Task details: Search the entries for the word "hair" and pull out each line that has it.

*** Raw data Section Begins ***

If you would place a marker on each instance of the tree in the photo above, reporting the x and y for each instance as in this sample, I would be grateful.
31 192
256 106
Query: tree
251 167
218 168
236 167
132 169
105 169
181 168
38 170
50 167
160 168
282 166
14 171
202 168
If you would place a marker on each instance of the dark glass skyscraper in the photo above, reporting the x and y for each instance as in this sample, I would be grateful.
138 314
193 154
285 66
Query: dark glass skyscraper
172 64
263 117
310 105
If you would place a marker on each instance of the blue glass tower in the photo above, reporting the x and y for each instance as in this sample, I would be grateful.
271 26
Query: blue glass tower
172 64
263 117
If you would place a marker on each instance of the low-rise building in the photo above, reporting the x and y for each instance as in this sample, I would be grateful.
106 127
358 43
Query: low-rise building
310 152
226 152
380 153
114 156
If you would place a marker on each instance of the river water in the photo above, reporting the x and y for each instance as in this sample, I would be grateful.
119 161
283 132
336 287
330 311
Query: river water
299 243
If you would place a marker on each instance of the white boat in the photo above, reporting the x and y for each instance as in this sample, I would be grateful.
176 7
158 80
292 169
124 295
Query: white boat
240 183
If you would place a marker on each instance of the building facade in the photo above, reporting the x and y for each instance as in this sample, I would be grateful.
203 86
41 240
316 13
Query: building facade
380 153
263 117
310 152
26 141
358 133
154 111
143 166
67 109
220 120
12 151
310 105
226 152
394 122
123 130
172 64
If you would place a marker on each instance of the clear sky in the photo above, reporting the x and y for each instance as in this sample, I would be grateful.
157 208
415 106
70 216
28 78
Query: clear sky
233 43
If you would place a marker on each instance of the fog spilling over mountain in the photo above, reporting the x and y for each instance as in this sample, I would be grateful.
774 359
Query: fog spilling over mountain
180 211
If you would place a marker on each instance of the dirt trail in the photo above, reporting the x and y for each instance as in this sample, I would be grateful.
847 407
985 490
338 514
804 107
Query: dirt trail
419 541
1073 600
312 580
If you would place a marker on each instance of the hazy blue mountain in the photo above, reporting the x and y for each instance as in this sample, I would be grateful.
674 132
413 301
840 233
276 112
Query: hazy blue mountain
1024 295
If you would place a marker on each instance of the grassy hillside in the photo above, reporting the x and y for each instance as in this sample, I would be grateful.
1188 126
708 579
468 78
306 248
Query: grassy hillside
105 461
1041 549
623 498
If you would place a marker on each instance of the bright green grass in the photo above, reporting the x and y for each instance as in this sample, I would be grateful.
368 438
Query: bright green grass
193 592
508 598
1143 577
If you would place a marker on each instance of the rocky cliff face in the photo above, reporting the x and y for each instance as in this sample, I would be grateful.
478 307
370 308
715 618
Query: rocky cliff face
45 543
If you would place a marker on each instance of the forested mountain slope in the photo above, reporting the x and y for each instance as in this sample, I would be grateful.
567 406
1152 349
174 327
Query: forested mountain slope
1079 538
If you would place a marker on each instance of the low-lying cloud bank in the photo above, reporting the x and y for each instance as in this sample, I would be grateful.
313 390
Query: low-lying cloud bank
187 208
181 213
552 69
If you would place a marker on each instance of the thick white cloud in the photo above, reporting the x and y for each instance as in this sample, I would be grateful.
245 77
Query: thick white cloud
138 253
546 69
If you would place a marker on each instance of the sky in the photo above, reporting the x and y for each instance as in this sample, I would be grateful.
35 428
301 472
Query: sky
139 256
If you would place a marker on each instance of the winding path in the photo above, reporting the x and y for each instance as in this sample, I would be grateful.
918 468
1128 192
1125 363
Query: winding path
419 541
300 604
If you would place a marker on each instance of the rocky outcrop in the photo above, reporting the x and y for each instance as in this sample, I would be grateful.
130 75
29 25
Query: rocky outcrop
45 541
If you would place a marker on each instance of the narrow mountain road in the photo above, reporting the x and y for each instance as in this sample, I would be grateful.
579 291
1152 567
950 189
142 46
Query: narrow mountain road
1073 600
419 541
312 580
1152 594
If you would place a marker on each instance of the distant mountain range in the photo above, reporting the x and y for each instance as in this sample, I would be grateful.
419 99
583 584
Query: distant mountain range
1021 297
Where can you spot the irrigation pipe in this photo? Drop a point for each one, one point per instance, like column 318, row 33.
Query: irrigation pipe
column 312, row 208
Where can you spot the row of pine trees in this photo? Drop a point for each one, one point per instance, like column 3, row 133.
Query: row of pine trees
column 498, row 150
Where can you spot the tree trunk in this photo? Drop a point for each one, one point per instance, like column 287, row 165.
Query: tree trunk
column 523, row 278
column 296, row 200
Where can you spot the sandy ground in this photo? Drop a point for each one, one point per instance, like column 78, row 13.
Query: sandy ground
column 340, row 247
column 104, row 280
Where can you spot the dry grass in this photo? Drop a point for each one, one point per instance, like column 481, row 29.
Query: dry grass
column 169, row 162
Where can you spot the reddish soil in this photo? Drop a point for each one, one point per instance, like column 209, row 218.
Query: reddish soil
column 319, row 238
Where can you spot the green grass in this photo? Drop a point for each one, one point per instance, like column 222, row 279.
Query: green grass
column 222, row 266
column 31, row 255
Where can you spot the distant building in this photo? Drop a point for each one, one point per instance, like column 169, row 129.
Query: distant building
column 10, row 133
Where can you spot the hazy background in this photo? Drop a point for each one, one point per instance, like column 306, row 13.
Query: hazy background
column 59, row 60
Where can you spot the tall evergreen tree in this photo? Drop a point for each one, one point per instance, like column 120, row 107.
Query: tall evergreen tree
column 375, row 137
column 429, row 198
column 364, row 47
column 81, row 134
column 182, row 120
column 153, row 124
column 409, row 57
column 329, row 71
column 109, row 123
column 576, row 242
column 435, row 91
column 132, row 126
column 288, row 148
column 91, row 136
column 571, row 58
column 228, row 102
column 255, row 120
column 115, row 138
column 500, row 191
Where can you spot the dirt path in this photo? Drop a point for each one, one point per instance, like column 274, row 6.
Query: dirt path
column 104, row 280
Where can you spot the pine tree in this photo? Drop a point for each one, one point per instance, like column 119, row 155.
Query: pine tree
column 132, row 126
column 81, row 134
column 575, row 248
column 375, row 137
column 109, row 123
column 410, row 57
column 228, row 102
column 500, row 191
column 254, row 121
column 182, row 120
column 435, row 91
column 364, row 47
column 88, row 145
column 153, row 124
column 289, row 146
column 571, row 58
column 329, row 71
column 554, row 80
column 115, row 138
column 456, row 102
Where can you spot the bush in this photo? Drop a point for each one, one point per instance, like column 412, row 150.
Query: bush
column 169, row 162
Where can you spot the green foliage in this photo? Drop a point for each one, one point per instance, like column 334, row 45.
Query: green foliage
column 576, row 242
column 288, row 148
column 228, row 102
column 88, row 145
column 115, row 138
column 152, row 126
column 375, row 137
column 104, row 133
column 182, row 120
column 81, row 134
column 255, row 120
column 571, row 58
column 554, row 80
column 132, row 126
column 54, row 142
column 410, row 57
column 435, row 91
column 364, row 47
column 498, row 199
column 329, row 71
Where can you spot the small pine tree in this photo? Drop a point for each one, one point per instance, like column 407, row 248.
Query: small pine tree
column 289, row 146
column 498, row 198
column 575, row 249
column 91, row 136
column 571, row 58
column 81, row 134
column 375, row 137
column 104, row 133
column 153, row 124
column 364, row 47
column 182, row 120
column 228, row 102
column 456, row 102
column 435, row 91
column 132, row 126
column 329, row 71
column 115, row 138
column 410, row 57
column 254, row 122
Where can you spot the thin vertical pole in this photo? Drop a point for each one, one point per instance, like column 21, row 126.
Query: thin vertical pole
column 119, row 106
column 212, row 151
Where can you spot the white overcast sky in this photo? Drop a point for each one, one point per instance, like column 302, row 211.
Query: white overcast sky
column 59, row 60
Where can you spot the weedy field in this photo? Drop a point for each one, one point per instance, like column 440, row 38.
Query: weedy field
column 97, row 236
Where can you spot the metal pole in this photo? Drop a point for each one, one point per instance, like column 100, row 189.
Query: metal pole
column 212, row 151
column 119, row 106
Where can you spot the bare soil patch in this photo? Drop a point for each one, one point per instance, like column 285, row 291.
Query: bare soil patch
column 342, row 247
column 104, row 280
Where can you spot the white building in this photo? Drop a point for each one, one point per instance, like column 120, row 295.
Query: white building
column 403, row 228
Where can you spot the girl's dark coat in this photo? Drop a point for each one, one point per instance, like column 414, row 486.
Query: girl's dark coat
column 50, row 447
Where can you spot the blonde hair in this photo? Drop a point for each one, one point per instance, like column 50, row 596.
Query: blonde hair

*** Raw data Section Ends ***

Task response:
Where can you spot the blonde hair in this photo? Drop a point for each one, one point per instance, like column 50, row 596.
Query: blonde hair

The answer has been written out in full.